start Rows

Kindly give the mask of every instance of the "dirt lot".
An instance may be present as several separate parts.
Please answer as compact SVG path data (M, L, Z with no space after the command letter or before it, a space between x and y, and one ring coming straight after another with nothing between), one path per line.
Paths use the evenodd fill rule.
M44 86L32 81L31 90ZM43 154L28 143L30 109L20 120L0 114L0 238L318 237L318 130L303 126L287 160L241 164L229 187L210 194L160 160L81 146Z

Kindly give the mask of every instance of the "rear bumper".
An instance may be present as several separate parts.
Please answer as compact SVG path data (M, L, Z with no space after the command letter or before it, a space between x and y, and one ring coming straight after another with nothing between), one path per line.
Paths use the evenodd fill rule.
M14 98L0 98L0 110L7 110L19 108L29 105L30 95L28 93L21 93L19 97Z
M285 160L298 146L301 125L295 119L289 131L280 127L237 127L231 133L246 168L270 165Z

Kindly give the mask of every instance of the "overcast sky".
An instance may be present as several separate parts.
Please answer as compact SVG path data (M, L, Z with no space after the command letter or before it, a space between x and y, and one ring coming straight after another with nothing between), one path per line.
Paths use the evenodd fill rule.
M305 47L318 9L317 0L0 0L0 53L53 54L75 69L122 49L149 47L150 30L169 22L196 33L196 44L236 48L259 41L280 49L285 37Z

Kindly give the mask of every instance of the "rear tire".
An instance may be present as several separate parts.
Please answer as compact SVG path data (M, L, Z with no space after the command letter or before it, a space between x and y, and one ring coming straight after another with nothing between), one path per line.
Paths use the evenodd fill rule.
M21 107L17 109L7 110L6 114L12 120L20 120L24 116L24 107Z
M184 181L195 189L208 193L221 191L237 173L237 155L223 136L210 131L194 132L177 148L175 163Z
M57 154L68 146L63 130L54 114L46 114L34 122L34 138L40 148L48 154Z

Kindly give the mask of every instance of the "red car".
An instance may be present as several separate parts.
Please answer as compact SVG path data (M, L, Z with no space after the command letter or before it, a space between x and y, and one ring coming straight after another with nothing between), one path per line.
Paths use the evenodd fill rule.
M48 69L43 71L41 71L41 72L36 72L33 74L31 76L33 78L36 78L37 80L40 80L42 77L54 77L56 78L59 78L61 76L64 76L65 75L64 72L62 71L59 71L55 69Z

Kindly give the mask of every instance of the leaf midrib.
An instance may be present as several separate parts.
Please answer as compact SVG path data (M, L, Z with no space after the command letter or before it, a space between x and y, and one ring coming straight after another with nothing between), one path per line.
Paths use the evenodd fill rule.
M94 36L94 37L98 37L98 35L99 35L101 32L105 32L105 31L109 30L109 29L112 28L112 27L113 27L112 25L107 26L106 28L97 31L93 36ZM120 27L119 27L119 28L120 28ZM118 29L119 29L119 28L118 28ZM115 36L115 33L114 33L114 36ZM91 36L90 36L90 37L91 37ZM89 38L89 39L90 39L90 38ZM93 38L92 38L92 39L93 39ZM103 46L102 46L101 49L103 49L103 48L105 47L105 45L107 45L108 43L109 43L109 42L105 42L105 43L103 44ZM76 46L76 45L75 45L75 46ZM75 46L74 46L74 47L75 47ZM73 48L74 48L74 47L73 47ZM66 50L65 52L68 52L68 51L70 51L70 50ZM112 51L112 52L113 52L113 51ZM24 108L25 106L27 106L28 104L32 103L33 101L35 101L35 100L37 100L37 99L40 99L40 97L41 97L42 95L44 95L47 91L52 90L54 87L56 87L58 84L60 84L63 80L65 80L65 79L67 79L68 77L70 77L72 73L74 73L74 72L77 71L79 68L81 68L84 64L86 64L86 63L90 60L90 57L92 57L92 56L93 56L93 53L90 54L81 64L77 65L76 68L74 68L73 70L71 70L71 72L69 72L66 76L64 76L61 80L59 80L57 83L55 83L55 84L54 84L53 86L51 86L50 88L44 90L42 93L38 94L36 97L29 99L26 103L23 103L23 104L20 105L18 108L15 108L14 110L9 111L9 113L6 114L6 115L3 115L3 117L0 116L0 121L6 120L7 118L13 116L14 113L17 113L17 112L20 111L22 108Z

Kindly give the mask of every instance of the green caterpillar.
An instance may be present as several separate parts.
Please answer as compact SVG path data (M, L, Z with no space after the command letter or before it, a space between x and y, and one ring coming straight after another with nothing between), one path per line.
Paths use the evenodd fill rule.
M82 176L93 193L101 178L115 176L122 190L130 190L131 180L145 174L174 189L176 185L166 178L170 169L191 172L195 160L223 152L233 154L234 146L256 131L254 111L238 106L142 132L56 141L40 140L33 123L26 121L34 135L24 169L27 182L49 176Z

end Rows

### What needs to be done
Which lines in the entries above contain the word "rear"? Copy each of them.

### Task answer
Kindly give the mask of every instance of the "rear bumper".
Kindly give the mask of every instance of the "rear tire".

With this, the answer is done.